Extrait choisi:
·····
NEDAL - ADOLF EL ASSAL

28 mar. 2023
NEDAL - ADOLF EL ASSAL

Article en Français
Auteur: Godefroy Gordet

Entre le 31 janvier et le 4 février dernier, Adolf El Assal tournait, façon guérilla, un projet complètement fou. Le réalisateur luxembourgeois accompagné du dramaturge et scénariste Rafael David Kohn, des célèbres comédiens allemands Kida Ramadan (avec ses enfants) et Burak Yiğit, et d’une équipe technique plus que téméraire, se sont donné le défi de tourner un long métrage, en seulement six jours dans plusieurs lieux distincts au Grand-Duché.

Burak Yiğit

L’idée est folle, mais plus rien n’étonne avec El Assal qui déjà à ses débuts réalisait ce genre de tour de force depuis Divizionz, un film purement guérilla, co-dirigé avec Donald Mugisha et James Tyler en 2008, ou encore Reste bien, mec!, avec LX Team, tourné avec sa bande de potes, à l’arraché, sans autorisations, ni même de franc budget. Ici, Adolf a tout de même le confort du professionnalisme de toute une équipe, tous sont aguerris, connaissent leur travail et ont l’habitude des lubies de l’inarrêtable « Ady ».

Retour sur une journée avec lui, au cœur du tournage express de ce « Nedal », un film archi-spontané, qui se placera bientôt soit en une tentative expérimentatrice avortée, soit en un nouveau coup de génie du maître. Quoi qu’il en soit, malgré une situation très tendue avec sa sœur Mary Faltz, le cinéaste continue sa « fameuse route », pour poursuivre de nous étonner de sa folie créatrice.

Adolf el Assal

CONTEXTE

Dernièrement, Mary Faltz, la sœur d’Adolf El Assal, a témoigné de son indignation quant à la mise en scène de leur père – qui a abusé d’elle sexuellement pendant seize ans et a été condamné au Tribunal pour ces faits – dans Sawah, film sorti en mars 2019 par Adolf El Assal. Déjà sur son site Internet, www.maryfaltz.com, elle s’exprimait ainsi, « seeing my abuser walking freely around, let alone playing a kind and sweet role in a NETFLIX movie produced by his beloved son is not only a punch in the face for his victim but also a clear message to all the abusers out there that you can destroy your victim’s life and yet the repercussions are mild and life goes on ». Puis par la presse, à France Clarinval dans le Lëtzebuerger Land du 10 mars dernier, « ce n'est pas seulement un rôle, c'est le rôle d'un père sympathique, dans un film présenté comme autobiographique ». Alors que Faltz parlait de « ligne rouge franchie » au média L’essentiel, le 16 février dernier, elle finit par alerter le Film Fund et le Paul Thiltges, producteur de Hooped, prochain film d’El Assal, par l’intermédiaire de son avocat.
·····
Objectif: Selon l'article ci-dessus sur le tournage de « Nedal », qui est, s'il vous plaît, le dramaturge et scénariste qui accompagne Adolf El Assal ?
·····
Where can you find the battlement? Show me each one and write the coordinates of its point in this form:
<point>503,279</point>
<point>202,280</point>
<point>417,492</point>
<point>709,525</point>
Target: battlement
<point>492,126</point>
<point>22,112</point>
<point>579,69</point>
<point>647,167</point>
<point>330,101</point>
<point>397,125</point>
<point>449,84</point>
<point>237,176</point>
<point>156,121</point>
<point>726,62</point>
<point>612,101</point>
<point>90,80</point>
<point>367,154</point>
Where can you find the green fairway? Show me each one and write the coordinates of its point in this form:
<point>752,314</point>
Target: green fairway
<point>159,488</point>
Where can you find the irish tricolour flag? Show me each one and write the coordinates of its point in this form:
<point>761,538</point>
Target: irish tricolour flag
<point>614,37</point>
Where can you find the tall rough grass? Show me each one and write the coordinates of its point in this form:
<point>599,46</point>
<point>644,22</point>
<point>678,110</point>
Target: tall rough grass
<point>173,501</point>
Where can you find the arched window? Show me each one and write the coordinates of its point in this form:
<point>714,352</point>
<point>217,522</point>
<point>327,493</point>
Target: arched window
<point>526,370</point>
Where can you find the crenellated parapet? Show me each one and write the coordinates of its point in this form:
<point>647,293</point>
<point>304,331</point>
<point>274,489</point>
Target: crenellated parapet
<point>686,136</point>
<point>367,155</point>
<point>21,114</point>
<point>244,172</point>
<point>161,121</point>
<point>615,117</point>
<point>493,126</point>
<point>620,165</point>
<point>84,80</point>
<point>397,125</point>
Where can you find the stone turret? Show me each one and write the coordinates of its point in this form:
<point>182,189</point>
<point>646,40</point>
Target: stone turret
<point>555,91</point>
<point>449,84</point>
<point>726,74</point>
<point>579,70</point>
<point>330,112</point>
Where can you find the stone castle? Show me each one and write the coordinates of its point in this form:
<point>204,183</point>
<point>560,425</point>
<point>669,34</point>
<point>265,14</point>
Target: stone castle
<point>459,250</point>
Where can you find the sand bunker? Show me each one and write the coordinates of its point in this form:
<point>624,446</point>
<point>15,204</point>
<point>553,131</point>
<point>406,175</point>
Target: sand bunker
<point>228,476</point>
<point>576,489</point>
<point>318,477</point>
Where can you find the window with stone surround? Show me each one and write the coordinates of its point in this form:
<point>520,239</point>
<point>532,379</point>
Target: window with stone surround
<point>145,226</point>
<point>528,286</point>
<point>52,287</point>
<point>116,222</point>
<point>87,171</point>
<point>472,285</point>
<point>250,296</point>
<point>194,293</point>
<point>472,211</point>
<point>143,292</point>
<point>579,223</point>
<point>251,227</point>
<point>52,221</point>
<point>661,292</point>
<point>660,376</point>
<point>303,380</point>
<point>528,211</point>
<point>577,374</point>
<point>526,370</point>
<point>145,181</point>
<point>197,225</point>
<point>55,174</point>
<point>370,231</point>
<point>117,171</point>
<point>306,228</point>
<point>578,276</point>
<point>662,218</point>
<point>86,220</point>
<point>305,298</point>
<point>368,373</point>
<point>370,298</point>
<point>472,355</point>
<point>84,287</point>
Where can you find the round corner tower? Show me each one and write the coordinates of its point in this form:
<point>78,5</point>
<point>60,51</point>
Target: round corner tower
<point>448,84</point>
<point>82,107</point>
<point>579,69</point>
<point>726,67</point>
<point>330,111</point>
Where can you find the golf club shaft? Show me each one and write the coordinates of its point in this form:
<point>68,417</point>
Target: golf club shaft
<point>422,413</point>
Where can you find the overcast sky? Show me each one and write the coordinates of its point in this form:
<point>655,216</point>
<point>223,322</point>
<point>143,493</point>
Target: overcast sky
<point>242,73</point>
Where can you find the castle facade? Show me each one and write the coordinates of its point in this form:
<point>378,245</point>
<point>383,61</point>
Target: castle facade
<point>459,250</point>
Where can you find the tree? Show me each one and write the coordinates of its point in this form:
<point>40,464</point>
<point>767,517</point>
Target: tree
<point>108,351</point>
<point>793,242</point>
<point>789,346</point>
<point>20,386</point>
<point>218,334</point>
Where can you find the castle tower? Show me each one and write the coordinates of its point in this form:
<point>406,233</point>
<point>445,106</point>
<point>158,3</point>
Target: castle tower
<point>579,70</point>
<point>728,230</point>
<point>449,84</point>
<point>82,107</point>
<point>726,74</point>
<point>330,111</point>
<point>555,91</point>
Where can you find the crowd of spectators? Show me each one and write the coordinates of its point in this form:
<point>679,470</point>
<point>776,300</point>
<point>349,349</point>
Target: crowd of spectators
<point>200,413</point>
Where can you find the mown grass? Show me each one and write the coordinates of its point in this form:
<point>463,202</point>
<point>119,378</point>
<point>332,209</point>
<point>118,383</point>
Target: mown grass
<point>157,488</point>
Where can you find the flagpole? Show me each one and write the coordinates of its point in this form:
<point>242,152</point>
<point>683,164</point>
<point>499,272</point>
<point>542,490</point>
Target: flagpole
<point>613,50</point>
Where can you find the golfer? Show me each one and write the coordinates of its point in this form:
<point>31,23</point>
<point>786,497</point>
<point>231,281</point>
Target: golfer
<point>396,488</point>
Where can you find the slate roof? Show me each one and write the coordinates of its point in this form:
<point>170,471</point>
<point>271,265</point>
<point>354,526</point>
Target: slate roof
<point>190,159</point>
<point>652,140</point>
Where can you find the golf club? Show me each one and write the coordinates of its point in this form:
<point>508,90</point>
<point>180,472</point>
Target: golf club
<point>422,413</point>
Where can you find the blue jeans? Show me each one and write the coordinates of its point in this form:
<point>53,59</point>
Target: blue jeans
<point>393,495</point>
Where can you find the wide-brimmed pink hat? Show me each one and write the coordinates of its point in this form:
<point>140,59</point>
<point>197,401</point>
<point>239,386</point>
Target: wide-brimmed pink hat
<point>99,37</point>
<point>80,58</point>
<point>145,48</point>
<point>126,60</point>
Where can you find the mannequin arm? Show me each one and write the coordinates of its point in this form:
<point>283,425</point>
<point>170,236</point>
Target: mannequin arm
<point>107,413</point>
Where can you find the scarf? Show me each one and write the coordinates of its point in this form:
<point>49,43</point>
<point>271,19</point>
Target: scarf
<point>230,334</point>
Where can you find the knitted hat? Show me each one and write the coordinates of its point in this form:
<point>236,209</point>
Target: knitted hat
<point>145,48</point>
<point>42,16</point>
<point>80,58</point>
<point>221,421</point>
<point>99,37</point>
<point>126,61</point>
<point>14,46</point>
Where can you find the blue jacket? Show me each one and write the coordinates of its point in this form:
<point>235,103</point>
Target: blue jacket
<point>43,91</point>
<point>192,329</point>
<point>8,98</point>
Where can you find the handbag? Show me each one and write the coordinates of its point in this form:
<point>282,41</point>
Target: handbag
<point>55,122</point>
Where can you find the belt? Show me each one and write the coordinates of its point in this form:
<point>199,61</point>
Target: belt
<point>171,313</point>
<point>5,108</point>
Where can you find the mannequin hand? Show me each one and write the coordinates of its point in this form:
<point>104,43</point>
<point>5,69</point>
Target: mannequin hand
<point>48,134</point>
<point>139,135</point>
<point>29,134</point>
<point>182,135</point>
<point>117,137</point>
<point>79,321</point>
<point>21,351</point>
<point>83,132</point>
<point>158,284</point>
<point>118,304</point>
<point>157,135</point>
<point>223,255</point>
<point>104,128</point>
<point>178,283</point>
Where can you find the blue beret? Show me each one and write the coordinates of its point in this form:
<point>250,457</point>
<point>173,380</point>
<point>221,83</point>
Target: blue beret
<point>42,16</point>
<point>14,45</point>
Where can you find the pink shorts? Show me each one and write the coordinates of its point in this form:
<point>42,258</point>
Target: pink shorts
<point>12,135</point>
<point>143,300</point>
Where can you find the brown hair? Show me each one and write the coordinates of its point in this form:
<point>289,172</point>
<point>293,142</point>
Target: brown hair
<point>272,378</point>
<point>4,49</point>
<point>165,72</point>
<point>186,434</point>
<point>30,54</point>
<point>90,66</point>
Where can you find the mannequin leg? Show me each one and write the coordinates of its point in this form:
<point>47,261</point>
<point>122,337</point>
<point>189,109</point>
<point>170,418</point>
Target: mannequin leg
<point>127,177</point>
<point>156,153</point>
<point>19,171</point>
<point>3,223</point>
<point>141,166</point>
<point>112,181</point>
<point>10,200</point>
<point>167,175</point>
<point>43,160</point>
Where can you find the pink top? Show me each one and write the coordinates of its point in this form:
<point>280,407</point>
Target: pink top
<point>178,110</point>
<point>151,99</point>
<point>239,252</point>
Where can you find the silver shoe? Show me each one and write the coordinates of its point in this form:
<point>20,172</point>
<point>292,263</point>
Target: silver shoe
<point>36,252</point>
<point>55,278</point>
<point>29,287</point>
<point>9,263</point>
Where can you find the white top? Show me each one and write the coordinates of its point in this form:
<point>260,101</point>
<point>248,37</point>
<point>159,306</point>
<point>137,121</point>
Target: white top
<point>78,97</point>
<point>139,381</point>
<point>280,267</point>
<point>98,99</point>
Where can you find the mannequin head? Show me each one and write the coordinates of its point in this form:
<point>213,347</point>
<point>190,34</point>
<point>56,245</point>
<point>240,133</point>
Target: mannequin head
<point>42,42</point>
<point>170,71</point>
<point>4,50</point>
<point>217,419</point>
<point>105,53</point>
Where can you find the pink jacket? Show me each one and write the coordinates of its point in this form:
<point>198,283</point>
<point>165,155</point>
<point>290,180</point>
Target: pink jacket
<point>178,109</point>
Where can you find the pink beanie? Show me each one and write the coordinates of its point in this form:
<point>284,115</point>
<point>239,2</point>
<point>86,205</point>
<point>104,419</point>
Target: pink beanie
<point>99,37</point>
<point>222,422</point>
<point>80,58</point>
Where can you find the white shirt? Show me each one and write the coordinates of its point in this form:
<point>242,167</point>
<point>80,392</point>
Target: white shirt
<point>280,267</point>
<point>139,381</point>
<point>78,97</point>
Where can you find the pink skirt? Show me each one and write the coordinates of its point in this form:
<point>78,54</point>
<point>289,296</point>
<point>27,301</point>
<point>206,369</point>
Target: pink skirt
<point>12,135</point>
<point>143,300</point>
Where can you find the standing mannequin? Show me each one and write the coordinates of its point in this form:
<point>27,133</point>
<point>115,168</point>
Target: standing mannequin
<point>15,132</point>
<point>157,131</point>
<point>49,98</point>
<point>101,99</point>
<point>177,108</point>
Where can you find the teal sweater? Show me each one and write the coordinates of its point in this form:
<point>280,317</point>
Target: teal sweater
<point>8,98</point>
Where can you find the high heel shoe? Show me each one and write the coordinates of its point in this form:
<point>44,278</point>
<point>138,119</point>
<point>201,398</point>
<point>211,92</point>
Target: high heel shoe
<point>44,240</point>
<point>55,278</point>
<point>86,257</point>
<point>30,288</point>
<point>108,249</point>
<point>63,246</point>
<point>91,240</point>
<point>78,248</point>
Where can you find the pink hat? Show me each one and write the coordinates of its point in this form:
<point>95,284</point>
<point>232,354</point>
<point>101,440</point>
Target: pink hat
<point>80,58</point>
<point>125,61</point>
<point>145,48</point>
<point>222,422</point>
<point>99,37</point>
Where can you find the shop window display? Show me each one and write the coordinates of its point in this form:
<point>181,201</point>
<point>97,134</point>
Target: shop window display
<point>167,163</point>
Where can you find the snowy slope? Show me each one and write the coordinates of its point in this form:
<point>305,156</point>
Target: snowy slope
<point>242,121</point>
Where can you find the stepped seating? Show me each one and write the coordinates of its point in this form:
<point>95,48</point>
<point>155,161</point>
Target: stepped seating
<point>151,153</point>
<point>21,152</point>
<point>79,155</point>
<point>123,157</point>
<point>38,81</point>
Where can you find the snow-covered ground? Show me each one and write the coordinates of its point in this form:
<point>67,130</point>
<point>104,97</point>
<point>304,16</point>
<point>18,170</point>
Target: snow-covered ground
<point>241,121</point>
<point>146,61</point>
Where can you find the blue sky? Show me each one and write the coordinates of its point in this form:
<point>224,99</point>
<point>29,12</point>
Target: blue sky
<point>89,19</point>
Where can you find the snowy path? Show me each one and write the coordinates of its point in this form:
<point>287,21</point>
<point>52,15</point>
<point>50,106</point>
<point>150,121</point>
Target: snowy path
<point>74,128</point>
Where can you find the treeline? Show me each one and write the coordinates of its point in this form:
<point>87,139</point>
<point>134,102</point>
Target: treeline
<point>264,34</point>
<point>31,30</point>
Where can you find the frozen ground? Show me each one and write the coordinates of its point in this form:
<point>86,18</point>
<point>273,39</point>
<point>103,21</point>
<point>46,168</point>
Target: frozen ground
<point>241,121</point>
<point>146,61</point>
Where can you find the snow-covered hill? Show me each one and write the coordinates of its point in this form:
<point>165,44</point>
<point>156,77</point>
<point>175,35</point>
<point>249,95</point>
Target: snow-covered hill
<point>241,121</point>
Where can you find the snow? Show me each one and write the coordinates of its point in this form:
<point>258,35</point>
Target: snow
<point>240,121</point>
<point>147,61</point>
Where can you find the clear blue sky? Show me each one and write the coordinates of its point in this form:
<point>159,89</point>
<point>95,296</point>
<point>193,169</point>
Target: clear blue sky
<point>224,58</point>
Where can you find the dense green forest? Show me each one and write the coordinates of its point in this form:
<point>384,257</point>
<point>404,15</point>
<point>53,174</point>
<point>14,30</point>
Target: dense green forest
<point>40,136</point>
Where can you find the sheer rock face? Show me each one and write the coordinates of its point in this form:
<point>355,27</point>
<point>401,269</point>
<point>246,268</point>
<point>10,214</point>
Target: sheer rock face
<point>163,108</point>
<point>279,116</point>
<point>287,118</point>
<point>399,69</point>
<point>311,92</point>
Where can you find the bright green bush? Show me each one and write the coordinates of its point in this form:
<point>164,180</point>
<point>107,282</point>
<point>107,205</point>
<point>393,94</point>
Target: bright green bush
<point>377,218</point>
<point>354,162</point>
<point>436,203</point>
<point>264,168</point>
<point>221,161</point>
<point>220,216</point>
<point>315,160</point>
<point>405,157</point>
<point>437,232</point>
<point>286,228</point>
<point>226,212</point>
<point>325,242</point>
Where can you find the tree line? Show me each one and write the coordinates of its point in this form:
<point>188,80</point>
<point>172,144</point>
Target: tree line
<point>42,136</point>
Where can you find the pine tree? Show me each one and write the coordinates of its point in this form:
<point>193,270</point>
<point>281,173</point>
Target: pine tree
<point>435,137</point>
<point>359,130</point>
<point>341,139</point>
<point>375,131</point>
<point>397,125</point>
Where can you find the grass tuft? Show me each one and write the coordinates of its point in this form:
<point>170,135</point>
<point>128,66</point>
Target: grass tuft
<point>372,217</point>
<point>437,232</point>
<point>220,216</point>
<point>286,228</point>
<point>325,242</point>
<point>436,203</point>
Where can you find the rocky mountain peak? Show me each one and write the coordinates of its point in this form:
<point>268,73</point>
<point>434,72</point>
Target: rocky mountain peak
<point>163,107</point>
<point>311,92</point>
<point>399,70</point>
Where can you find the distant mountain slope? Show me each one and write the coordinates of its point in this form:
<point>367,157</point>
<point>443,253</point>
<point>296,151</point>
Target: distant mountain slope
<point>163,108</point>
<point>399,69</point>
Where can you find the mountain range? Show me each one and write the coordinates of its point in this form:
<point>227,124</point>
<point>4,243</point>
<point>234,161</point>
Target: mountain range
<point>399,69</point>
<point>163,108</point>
·····
Réponse: Rafael David Kohn.